→ **Exercise description**
Every line of the data below should be written out word for word.

→ **Provided records**
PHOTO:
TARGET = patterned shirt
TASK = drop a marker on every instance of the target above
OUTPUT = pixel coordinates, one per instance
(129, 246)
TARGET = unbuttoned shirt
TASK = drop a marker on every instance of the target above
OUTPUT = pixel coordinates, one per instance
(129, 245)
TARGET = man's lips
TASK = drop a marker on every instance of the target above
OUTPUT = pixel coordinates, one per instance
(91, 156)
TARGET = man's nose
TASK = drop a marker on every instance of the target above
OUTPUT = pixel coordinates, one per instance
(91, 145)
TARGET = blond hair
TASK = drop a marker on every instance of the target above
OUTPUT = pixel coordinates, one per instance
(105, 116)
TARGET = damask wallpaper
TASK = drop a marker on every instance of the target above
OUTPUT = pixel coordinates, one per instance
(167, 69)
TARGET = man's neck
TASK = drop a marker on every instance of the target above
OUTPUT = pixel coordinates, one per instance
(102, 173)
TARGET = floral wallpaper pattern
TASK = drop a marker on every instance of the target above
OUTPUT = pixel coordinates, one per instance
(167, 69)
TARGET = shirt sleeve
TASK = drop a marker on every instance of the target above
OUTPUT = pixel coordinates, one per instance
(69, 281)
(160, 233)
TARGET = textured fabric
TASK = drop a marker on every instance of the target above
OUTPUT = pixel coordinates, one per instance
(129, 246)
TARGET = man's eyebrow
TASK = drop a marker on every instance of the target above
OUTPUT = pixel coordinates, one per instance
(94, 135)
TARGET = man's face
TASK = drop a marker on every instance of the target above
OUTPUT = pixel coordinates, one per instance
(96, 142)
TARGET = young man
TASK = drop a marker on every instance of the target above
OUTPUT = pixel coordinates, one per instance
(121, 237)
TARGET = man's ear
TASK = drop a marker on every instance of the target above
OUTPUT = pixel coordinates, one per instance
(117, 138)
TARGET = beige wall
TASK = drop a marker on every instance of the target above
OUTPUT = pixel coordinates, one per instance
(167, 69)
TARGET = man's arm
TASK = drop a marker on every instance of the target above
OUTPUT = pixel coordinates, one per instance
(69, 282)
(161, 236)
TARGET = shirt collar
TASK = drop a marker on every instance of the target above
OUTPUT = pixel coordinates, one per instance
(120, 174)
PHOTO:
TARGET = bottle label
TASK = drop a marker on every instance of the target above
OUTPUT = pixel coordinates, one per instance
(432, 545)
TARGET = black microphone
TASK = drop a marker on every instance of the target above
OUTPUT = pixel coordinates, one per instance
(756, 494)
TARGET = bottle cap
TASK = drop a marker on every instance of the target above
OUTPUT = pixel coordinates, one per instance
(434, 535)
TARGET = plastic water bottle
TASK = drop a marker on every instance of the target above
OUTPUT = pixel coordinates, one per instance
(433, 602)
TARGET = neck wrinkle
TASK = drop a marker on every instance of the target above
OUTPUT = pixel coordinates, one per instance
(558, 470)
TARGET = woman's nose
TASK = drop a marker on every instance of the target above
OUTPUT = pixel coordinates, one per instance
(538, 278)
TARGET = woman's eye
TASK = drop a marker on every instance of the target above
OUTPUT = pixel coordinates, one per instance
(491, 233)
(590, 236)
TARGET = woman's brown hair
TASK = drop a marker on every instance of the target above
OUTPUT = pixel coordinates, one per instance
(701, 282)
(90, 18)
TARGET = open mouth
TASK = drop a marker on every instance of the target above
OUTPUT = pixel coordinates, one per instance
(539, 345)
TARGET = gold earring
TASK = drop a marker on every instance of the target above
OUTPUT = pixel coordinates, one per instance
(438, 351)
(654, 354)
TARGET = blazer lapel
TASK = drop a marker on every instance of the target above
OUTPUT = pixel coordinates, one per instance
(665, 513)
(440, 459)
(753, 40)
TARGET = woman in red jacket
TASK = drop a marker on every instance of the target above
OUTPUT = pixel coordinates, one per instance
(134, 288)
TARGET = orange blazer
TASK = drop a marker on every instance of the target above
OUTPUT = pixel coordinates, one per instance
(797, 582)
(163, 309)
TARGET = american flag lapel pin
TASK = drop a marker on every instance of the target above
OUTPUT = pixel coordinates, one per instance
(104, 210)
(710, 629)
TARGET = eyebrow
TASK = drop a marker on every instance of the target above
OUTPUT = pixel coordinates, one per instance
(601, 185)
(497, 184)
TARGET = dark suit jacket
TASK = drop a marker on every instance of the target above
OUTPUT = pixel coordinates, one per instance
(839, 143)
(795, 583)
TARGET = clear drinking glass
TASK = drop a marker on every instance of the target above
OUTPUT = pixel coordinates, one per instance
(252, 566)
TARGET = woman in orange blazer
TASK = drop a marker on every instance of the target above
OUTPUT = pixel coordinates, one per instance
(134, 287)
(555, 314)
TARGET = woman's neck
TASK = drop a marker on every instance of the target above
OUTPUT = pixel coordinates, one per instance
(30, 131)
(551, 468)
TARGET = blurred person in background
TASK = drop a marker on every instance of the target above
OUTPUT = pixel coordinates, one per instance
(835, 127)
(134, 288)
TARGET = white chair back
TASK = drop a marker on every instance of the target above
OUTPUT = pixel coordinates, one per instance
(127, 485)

→ **Reply**
PHOTO:
TARGET = patterned shirt
TASK = drop a marker on every instance of the target above
OUTPUT = pixel coordinates, one per instance
(129, 246)
TARGET = unbuttoned shirt
TASK = drop a marker on every instance of the target above
OUTPUT = pixel coordinates, one per instance
(129, 245)
TARGET = man's lips
TASK = drop a marker on every instance of the target above
OUTPUT = pixel coordinates, one per instance
(91, 156)
TARGET = man's nose
TASK = drop a marker on every instance of the target above
OUTPUT = pixel coordinates, one per instance
(91, 145)
TARGET = blond hair
TASK = drop a marker on every instance of the target above
OUTPUT = pixel coordinates, one per instance
(105, 116)
TARGET = damask wallpaper
TASK = drop a marker on every instance of the target above
OUTPUT = pixel coordinates, one per instance
(167, 69)
TARGET = man's neck
TASK = drop a marker on every instance of the target above
OUTPUT = pixel coordinates, one per instance
(102, 173)
TARGET = floral wallpaper pattern
TASK = drop a marker on every instance of the target above
OUTPUT = pixel coordinates, one per instance
(167, 69)
TARGET = shirt sleeve
TASK = drop a marker on every instance of the target above
OUTPUT = pixel coordinates, one per instance
(69, 281)
(160, 233)
TARGET = textured fabric
TASK = drop a marker on every instance of the target above
OUTPUT = pixel coordinates, one per instance
(129, 246)
TARGET = man's eyebrow
TASK = drop a marker on every instance of the target above
OUTPUT = pixel coordinates, one per instance
(94, 135)
TARGET = man's face
TASK = drop a marker on every instance of the target above
OUTPUT = pixel coordinates, one per instance
(96, 142)
TARGET = young man
TASK = drop a marker on every instance of the target above
OUTPUT = pixel coordinates, one per instance
(121, 237)
TARGET = man's ear
TASK = drop a marker on every instance of the target above
OUTPUT = pixel coordinates, one per instance
(117, 138)
TARGET = beige wall
TASK = drop a marker on every instance of the target above
OUTPUT = pixel coordinates, one per instance
(167, 69)
TARGET = man's arm
TASK = drop a marker on every instance of the target above
OUTPUT = pixel coordinates, one per instance
(69, 282)
(161, 236)
TARGET = shirt collar
TASK = drop a marker on every instance of the target above
OUTPUT = pixel coordinates, one per instance
(120, 174)
PHOTO:
TARGET = bottle label
TASK = drop a marker on every instance of the target above
OUTPUT = pixel coordinates, one per instance
(432, 545)
TARGET = black microphone
TASK = drop a marker on every instance of the target above
OUTPUT = pixel coordinates, one per instance
(756, 494)
TARGET = bottle cap
TASK = drop a marker on every instance of the target above
OUTPUT = pixel coordinates, one per instance
(434, 535)
TARGET = plastic water bottle
TASK = drop a marker on every instance of the target above
OUTPUT = pixel coordinates, one per instance
(433, 602)
TARGET = neck wrinkle
TASK = drop a marker on every instance of the target above
OUTPUT = pixel coordinates, one per instance
(558, 470)
TARGET = woman's nose
TASK = drop a marker on every instance of the target above
OUTPUT = pixel coordinates, one per instance
(538, 278)
TARGET = woman's eye
TASK = drop a marker on every instance of the target above
OUTPUT = pixel coordinates, one per instance
(491, 233)
(590, 236)
TARGET = woman's brown hair
TASK = drop a marker on every instance of the target above
OUTPUT = pixel coordinates, one per instance
(701, 282)
(90, 18)
TARGET = open mouth
TASK = drop a marker on every instance of the target above
OUTPUT = pixel coordinates, one per instance
(539, 345)
TARGET = gold earring
TASK = drop a marker on every instance of the target above
OUTPUT = pixel coordinates, one per instance
(438, 351)
(654, 354)
TARGET = blazer lapel
TASK = drop a marker on every instance of the target above
OUTPUT = pixel coordinates, one per instance
(665, 513)
(440, 459)
(753, 40)
TARGET = woman in red jacket
TASK = drop a marker on every instance of the target above
OUTPUT = pixel coordinates, one per instance
(134, 288)
TARGET = orange blazer
TASK = drop a marker on every instance of the target above
OUTPUT = pixel coordinates, one per instance
(797, 582)
(163, 309)
TARGET = american flag lapel pin
TASK = drop a marker on every instance of the target above
OUTPUT = pixel coordinates, one per instance
(104, 210)
(710, 629)
TARGET = eyebrow
TASK = drop a marker on every instance of the target above
OUTPUT = pixel coordinates, one per instance
(601, 185)
(497, 184)
TARGET = dark suit jacket
TASK = drop a marker on every instance of the target above
OUTPUT = pixel coordinates, one per instance
(839, 143)
(795, 583)
TARGET = clear drinking glass
TASK = drop a marker on every instance of the target above
OUTPUT = pixel coordinates, one per instance
(252, 566)
TARGET = woman in orange blazer
TASK = drop a marker on every instance of the target above
OUTPUT = pixel coordinates, one per instance
(134, 287)
(555, 314)
TARGET = woman's neck
TASK = drop a marker on every instance of the target above
OUTPUT = pixel coordinates, one per instance
(30, 131)
(551, 468)
TARGET = blurred person in background
TASK = drop a marker on every instance of the target above
OUTPUT = pixel coordinates, one per instance
(835, 127)
(134, 288)
TARGET = white chair back
TASK = drop a marker on every instance of the target above
OUTPUT = pixel coordinates, one per instance
(127, 485)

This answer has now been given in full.